** PROBLEM DETAILS **
Revise the lines of the records starting at the line that contains "q: blue scarf" and stopping after the line that contains "top-left (436, 125), bottom-right (489, 147)". Replace "blue" with "navy" and leave everything else unchanged.

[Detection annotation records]
━━━━━━━━━━━━━━━━━━━━━━━━━━━━━━

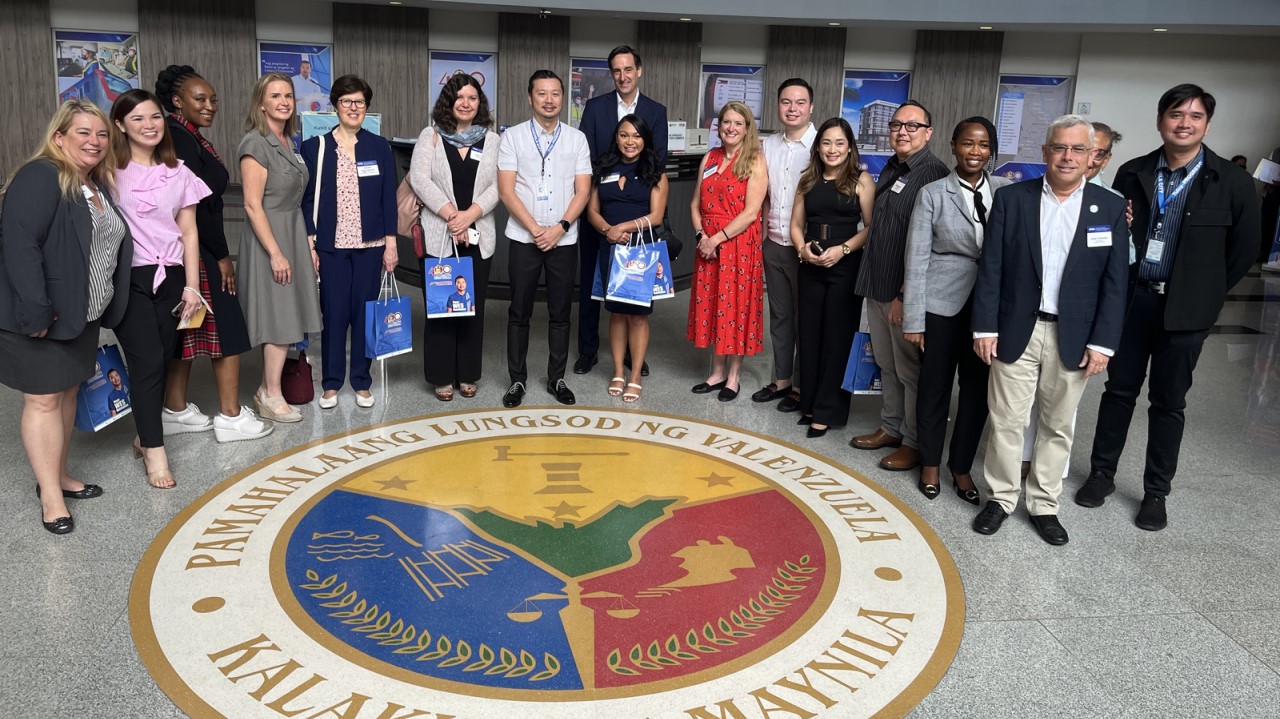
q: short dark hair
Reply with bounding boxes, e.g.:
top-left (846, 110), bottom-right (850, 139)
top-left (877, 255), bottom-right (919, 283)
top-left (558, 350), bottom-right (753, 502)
top-left (529, 70), bottom-right (564, 95)
top-left (778, 77), bottom-right (813, 102)
top-left (893, 100), bottom-right (933, 127)
top-left (431, 73), bottom-right (493, 133)
top-left (329, 75), bottom-right (374, 107)
top-left (1156, 82), bottom-right (1217, 120)
top-left (607, 45), bottom-right (644, 70)
top-left (1093, 123), bottom-right (1124, 147)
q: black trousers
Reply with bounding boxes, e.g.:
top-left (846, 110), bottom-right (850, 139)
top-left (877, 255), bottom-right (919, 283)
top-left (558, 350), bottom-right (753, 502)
top-left (422, 244), bottom-right (493, 385)
top-left (1089, 282), bottom-right (1208, 496)
top-left (577, 221), bottom-right (600, 354)
top-left (793, 250), bottom-right (863, 427)
top-left (915, 296), bottom-right (991, 475)
top-left (115, 265), bottom-right (186, 448)
top-left (507, 242), bottom-right (577, 384)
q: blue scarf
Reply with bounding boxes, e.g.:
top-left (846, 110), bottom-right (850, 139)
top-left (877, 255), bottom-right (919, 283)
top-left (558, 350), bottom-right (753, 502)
top-left (436, 125), bottom-right (489, 147)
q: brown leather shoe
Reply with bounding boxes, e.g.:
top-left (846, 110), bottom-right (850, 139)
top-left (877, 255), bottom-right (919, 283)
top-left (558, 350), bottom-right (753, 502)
top-left (881, 444), bottom-right (920, 472)
top-left (849, 427), bottom-right (902, 449)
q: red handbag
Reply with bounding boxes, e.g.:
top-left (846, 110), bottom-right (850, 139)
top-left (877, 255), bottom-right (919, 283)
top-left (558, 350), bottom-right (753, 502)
top-left (280, 349), bottom-right (316, 406)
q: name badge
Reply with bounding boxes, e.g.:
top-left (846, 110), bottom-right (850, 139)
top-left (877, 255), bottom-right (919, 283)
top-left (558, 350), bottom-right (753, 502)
top-left (1085, 225), bottom-right (1111, 247)
top-left (1143, 239), bottom-right (1165, 262)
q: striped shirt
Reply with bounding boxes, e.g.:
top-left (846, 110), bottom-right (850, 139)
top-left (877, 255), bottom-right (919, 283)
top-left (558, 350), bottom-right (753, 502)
top-left (855, 147), bottom-right (951, 302)
top-left (84, 188), bottom-right (124, 322)
top-left (1138, 146), bottom-right (1204, 281)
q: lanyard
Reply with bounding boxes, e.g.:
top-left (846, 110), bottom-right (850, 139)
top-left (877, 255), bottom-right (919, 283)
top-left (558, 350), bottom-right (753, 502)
top-left (529, 120), bottom-right (564, 177)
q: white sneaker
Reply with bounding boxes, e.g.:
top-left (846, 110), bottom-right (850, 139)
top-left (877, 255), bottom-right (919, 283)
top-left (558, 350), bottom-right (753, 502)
top-left (214, 407), bottom-right (275, 441)
top-left (160, 402), bottom-right (214, 436)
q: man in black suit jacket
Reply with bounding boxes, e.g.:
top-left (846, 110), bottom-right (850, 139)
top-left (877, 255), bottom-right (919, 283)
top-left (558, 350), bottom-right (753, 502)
top-left (573, 45), bottom-right (667, 375)
top-left (1075, 84), bottom-right (1261, 531)
top-left (973, 115), bottom-right (1129, 545)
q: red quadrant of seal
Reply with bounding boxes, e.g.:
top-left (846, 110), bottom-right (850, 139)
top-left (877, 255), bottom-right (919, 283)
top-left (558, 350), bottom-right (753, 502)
top-left (582, 490), bottom-right (828, 688)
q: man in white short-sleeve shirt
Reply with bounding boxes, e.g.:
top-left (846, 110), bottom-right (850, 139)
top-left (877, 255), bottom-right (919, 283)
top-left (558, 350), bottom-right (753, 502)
top-left (498, 70), bottom-right (591, 407)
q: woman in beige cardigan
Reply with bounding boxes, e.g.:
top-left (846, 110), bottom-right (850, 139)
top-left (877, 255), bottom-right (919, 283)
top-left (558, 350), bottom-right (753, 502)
top-left (410, 74), bottom-right (500, 402)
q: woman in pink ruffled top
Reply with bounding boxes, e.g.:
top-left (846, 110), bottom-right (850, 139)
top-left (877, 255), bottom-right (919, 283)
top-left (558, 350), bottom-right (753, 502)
top-left (111, 90), bottom-right (210, 489)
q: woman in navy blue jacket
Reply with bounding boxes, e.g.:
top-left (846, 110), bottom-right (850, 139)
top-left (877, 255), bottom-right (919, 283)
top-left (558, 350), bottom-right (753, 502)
top-left (302, 75), bottom-right (398, 409)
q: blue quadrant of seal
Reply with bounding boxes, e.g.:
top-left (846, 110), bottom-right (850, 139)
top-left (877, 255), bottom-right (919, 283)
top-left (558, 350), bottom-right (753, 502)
top-left (285, 490), bottom-right (582, 691)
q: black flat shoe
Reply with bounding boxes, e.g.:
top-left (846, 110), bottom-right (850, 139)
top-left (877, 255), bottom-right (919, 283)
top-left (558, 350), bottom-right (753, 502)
top-left (36, 482), bottom-right (102, 499)
top-left (40, 517), bottom-right (76, 535)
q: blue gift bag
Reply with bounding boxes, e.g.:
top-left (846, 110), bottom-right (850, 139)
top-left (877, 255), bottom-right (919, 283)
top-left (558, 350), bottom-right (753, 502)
top-left (76, 344), bottom-right (133, 432)
top-left (365, 273), bottom-right (413, 360)
top-left (422, 256), bottom-right (476, 319)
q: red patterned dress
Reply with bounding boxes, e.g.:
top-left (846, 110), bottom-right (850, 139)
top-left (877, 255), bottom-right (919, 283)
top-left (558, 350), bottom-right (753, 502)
top-left (685, 147), bottom-right (764, 356)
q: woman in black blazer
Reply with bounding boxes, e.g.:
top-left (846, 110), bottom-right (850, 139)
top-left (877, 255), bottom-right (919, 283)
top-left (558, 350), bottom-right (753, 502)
top-left (0, 100), bottom-right (133, 535)
top-left (302, 75), bottom-right (399, 409)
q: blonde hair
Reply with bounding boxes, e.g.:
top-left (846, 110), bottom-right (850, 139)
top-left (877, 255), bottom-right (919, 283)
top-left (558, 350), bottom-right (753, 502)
top-left (244, 73), bottom-right (300, 137)
top-left (0, 100), bottom-right (115, 200)
top-left (719, 100), bottom-right (760, 180)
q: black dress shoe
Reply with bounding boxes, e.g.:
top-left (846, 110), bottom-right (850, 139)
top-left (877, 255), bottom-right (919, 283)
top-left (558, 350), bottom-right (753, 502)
top-left (36, 482), bottom-right (102, 499)
top-left (973, 500), bottom-right (1009, 535)
top-left (1134, 494), bottom-right (1169, 532)
top-left (502, 383), bottom-right (525, 408)
top-left (1032, 514), bottom-right (1068, 546)
top-left (570, 354), bottom-right (600, 376)
top-left (40, 517), bottom-right (76, 535)
top-left (547, 380), bottom-right (577, 404)
top-left (1075, 472), bottom-right (1116, 507)
top-left (778, 389), bottom-right (800, 412)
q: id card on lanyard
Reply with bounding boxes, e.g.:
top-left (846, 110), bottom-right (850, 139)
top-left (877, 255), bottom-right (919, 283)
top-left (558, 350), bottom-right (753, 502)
top-left (1143, 155), bottom-right (1204, 265)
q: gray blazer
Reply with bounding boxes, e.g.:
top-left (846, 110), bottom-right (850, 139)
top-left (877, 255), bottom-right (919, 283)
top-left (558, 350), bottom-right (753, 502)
top-left (902, 170), bottom-right (1011, 333)
top-left (0, 160), bottom-right (133, 339)
top-left (408, 128), bottom-right (502, 258)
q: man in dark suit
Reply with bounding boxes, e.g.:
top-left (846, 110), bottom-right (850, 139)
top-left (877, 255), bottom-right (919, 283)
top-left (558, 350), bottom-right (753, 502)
top-left (973, 115), bottom-right (1129, 545)
top-left (1075, 84), bottom-right (1261, 531)
top-left (573, 45), bottom-right (667, 375)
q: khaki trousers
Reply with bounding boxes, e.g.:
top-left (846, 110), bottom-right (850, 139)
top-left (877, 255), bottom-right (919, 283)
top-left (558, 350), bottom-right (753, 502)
top-left (983, 320), bottom-right (1085, 516)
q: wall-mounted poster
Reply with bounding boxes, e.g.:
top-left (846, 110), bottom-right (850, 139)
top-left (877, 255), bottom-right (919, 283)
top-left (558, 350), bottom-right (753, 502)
top-left (840, 70), bottom-right (911, 179)
top-left (257, 42), bottom-right (333, 113)
top-left (426, 50), bottom-right (498, 122)
top-left (54, 29), bottom-right (140, 113)
top-left (996, 75), bottom-right (1071, 180)
top-left (568, 58), bottom-right (613, 128)
top-left (698, 63), bottom-right (764, 147)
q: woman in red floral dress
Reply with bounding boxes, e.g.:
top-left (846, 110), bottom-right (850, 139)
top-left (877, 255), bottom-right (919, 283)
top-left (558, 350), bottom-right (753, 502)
top-left (685, 101), bottom-right (769, 402)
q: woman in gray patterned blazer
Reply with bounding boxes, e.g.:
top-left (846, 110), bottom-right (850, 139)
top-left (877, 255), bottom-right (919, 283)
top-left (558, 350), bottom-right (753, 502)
top-left (902, 118), bottom-right (1010, 504)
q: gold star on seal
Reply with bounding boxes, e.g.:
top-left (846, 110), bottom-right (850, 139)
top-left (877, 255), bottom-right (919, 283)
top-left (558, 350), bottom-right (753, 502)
top-left (374, 475), bottom-right (417, 491)
top-left (547, 500), bottom-right (585, 519)
top-left (694, 472), bottom-right (733, 487)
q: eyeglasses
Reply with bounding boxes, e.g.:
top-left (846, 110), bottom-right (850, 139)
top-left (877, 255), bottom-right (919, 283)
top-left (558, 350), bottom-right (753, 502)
top-left (1047, 142), bottom-right (1093, 157)
top-left (888, 120), bottom-right (933, 134)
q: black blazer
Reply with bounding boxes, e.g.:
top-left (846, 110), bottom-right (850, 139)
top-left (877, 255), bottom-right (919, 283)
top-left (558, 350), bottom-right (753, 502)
top-left (577, 90), bottom-right (667, 165)
top-left (1111, 146), bottom-right (1262, 331)
top-left (0, 160), bottom-right (133, 339)
top-left (973, 178), bottom-right (1129, 370)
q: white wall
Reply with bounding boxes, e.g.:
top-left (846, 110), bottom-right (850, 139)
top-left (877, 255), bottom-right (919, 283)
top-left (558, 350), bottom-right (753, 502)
top-left (1075, 33), bottom-right (1280, 171)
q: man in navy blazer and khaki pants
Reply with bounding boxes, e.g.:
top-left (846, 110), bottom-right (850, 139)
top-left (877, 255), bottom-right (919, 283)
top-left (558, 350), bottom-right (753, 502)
top-left (973, 115), bottom-right (1129, 545)
top-left (573, 45), bottom-right (667, 375)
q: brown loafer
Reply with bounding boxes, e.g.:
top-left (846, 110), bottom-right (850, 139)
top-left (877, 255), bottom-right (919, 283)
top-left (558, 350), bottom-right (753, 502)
top-left (849, 427), bottom-right (902, 449)
top-left (881, 444), bottom-right (920, 472)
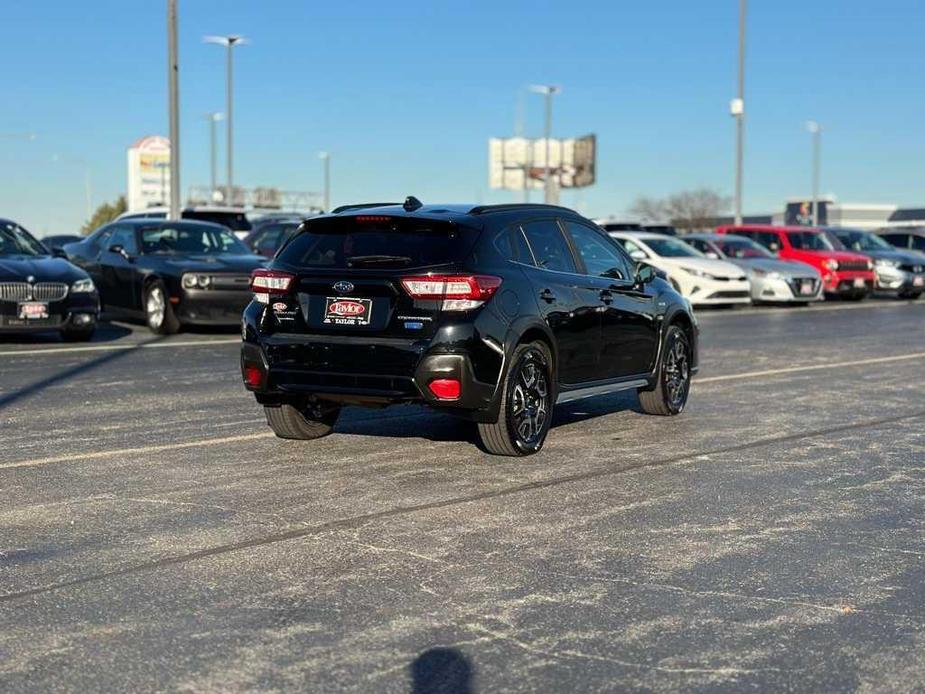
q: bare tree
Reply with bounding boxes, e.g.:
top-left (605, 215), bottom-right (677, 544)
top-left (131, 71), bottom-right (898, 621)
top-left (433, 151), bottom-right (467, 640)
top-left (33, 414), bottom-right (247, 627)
top-left (629, 196), bottom-right (666, 222)
top-left (665, 188), bottom-right (732, 231)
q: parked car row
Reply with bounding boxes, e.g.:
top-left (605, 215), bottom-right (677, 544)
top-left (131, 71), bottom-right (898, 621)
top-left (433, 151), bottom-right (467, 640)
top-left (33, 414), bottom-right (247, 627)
top-left (608, 225), bottom-right (925, 306)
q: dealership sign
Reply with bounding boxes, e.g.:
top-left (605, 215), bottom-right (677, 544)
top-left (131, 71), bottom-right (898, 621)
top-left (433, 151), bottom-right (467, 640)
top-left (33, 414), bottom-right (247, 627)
top-left (126, 135), bottom-right (170, 212)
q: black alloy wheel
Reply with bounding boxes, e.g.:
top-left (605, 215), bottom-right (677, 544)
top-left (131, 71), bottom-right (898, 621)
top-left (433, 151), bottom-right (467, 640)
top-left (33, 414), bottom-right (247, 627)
top-left (639, 325), bottom-right (693, 416)
top-left (478, 342), bottom-right (554, 456)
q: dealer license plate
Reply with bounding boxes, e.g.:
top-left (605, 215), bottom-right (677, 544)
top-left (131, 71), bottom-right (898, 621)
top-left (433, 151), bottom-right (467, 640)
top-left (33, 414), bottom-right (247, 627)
top-left (323, 296), bottom-right (373, 326)
top-left (19, 301), bottom-right (48, 320)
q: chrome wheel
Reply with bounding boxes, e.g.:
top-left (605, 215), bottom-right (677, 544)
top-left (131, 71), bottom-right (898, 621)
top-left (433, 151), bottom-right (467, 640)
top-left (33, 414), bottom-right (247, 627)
top-left (145, 287), bottom-right (167, 330)
top-left (510, 353), bottom-right (550, 447)
top-left (662, 335), bottom-right (691, 411)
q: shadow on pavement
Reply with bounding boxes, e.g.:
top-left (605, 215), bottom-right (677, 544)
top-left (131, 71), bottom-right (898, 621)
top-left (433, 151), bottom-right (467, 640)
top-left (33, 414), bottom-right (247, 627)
top-left (408, 648), bottom-right (475, 694)
top-left (0, 336), bottom-right (164, 410)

━━━━━━━━━━━━━━━━━━━━━━━━━━━━━━

** REPLY TO THE EXERCISE **
q: navy scarf
Reply with bounding boxes, e.g.:
top-left (846, 110), bottom-right (850, 139)
top-left (877, 255), bottom-right (919, 283)
top-left (558, 350), bottom-right (753, 502)
top-left (436, 125), bottom-right (489, 147)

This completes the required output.